▽

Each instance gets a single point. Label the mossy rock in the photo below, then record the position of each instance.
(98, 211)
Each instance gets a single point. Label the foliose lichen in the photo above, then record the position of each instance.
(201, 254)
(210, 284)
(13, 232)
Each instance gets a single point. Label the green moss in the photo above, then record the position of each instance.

△
▽

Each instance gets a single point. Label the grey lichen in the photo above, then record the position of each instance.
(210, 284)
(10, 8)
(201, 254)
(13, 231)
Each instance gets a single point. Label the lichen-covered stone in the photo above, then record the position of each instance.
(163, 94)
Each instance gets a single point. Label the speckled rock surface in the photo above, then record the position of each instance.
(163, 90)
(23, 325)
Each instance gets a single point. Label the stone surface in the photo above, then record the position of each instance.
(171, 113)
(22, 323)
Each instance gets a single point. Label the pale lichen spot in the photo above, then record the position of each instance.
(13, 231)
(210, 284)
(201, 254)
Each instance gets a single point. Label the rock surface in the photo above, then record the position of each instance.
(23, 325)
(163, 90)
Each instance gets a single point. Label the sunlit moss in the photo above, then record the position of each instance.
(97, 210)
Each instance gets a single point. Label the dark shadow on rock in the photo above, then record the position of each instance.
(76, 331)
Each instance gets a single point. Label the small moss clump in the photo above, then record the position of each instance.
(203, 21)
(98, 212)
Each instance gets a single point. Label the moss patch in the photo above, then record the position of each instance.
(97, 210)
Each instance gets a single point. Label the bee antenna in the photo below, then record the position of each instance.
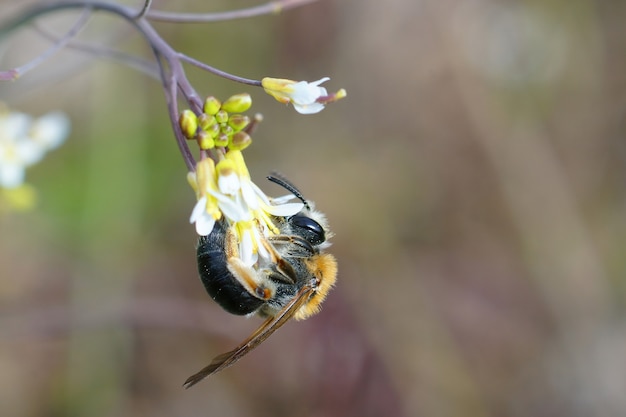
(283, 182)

△

SET EXERCISE –
Arrange the stretch of the records above that opens with the line containing "Each instance gets a single point. Label the mossy" and closes with the line containing "Each instance gets a single point. Label the green" as a Markdown table. Use two columns, Row for a running number and Text for the line itself, and omit any blank lines.

OUTPUT OF THE EXERCISE –
| Row | Text |
|---|---|
| 1 | Each instance gets a single point. Label the mossy rock in the photo below, then record the position of each instance. |
| 2 | (98, 211) |
| 3 | Each instance gets a single point. Label the foliose lichen in the photo above, then record the position of each instance. |
| 4 | (201, 254) |
| 5 | (210, 284) |
| 6 | (13, 232) |
| 7 | Each instance gets a single point. Label the green moss in the photo above, then record the position of each instance. |